Text segment:
-- Opening Marker --

For my own part, Fredie – whether authenticated by the Guinness Book of Records or not – wasn’t the oldest extant person anyway; that title belongs to the British-Irish actor Angela Lansbury, who’s still very much with us. Alright… alright… save yourself the keystrokes: I know that in calendar years Dame Angela is a slip-of-a-girl at a mere 94, but there’s such a thing as a cultural age, and in cultural years I put her at about 117 – possibly a little older. Lansbury, who fled the Blitz and trained as an actor in New York, was already a Hollywood star by her early 20s, appearing in Gaslight (1944), and – rather tellingly, given her future trajectory – The Picture of Dorian Gray (1945). But while initially her mignon features brought her leading female roles, the convention favouring cheekbones over cheeks meant that by the time her contract at MGM came to an end, in 1952, she was already being cast in parts that were, um, chronologically ambiguous.

The real fork in the ways, however, came in 1962 when Lansbury played Eleanor Iselin in The Manchurian Candidate, a role that called upon her to convincingly represent the mother of the film’s protagonist, Raymond Shaw; who, in turn, was played by Laurence Harvey. Harvey, at 34, was only three years younger than Lansbury, but such is the brilliance of the latter’s performance, that every time I watch the film, I’m convinced once more that she’s at least a quarter century older than he.

-- Closing Marker --

Saved data entries:

-- Opening Marker --

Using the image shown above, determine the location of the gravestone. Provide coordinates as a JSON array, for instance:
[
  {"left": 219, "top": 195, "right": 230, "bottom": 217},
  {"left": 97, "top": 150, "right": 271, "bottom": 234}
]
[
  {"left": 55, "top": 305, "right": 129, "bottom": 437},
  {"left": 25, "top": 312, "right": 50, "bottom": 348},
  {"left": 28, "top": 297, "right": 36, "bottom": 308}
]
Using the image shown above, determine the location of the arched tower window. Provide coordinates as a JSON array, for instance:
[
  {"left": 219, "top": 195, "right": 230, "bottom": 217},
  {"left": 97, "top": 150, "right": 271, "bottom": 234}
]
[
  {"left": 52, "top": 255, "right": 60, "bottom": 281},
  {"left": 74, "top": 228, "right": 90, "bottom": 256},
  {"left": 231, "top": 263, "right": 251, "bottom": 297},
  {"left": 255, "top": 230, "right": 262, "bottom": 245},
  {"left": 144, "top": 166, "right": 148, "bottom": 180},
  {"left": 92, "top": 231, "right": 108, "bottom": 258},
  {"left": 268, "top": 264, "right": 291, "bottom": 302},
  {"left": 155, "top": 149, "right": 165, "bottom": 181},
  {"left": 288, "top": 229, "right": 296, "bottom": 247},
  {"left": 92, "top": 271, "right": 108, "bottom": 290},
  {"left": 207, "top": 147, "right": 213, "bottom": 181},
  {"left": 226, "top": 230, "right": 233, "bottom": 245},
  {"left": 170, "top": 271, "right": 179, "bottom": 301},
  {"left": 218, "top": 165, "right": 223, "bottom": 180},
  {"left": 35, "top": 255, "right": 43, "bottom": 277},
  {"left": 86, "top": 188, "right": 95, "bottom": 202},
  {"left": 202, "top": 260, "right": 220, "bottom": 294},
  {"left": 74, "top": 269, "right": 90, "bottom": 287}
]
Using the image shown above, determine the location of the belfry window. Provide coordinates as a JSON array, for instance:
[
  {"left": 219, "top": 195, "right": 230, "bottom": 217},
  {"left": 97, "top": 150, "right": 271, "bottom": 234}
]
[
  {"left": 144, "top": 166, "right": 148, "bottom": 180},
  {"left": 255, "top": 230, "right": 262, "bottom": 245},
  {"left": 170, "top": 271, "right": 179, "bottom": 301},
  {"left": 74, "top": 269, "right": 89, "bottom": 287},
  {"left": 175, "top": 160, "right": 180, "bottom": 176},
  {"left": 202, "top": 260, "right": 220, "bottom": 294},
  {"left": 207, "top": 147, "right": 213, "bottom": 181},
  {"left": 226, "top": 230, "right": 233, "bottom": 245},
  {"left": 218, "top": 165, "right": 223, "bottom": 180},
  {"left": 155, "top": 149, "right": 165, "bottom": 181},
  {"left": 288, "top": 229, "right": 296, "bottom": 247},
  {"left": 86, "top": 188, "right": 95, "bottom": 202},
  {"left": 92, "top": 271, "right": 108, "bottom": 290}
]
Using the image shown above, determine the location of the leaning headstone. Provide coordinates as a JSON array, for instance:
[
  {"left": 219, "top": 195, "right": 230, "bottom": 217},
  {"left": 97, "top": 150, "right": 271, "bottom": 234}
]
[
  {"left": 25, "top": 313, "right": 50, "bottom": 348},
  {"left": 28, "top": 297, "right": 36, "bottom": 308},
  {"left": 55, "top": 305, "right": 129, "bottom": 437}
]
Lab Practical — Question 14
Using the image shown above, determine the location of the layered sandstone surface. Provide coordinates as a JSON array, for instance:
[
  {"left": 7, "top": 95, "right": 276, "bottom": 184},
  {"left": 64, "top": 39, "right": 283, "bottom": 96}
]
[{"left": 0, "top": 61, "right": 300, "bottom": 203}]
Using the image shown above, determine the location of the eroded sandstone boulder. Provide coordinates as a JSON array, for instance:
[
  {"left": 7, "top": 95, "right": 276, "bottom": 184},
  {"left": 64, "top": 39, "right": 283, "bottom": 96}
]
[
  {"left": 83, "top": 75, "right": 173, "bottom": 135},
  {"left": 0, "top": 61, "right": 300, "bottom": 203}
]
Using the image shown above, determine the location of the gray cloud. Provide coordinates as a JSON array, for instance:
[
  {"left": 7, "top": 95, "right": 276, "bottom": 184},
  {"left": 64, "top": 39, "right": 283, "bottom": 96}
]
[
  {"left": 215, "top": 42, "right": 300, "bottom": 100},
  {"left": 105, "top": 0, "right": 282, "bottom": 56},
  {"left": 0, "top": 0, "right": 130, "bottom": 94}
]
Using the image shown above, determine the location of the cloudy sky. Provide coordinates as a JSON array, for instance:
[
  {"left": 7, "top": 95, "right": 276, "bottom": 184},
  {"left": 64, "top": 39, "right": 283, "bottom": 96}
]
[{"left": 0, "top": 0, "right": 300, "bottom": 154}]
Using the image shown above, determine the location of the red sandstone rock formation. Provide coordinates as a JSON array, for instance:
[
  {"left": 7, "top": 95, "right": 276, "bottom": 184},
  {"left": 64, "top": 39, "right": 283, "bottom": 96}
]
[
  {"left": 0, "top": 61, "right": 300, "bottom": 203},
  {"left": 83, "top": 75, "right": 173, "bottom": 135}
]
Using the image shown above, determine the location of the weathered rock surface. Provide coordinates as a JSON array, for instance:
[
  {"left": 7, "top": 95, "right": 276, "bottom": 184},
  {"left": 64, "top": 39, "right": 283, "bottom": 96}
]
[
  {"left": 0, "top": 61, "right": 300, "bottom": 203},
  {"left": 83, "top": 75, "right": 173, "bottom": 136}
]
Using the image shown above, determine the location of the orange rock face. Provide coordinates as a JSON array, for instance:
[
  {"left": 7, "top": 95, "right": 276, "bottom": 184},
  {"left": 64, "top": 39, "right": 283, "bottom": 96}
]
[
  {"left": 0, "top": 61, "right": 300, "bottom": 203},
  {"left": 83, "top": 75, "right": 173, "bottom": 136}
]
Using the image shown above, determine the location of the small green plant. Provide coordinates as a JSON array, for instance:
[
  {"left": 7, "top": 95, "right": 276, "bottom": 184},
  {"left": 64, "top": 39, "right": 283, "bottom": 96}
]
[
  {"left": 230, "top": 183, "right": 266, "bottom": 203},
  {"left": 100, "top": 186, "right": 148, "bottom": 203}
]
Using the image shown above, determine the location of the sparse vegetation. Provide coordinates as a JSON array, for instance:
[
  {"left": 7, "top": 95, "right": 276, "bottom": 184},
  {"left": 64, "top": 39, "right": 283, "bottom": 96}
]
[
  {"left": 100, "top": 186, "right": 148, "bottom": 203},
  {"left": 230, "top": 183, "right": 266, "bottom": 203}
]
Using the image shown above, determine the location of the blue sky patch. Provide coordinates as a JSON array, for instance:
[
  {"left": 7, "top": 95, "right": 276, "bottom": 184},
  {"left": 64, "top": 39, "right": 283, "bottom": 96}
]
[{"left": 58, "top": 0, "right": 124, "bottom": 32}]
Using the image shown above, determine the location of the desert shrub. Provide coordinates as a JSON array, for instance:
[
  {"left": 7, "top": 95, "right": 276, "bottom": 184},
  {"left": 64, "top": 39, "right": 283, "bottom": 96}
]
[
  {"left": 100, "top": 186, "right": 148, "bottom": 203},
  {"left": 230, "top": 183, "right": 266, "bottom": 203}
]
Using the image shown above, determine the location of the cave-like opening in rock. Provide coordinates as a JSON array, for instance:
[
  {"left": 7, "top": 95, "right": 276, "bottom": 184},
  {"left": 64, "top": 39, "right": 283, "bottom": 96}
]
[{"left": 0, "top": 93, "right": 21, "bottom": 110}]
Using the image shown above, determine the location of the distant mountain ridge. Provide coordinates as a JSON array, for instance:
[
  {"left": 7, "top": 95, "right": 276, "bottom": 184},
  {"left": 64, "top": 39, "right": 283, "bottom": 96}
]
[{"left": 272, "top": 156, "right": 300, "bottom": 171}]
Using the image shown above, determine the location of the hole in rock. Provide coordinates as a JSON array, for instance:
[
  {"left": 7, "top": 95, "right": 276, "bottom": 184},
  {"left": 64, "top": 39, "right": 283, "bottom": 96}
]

-- Closing Marker --

Problem set:
1 – Rewrite the passage about Angela Lansbury starting at "The real fork" and ending at "older than he.", putting "turning" in place of "fork".
2 – Summarize the passage about Angela Lansbury in two sentences.
3 – In the passage about Angela Lansbury, in what year did her contract at MGM come to an end?
The items have nothing to do with the passage about Angela Lansbury.

Responses per task:
1 –
The real turning in the ways, however, came in 1962 when Lansbury played Eleanor Iselin in The Manchurian Candidate, a role that called upon her to convincingly represent the mother of the film’s protagonist, Raymond Shaw; who, in turn, was played by Laurence Harvey. Harvey, at 34, was only three years younger than Lansbury, but such is the brilliance of the latter’s performance, that every time I watch the film, I’m convinced once more that she’s at least a quarter century older than he.

2 – Angela Lansbury, a British-Irish actor who fled the Blitz and trained in New York, was a Hollywood star by her early 20s, but after her MGM contract ended in 1952 she was already being cast in older-seeming parts. The real turning point came in 1962, when she played Eleanor Iselin, the mother of the protagonist in The Manchurian Candidate, even though Laurence Harvey, who played her son, was only three years younger than she was.

3 – 1952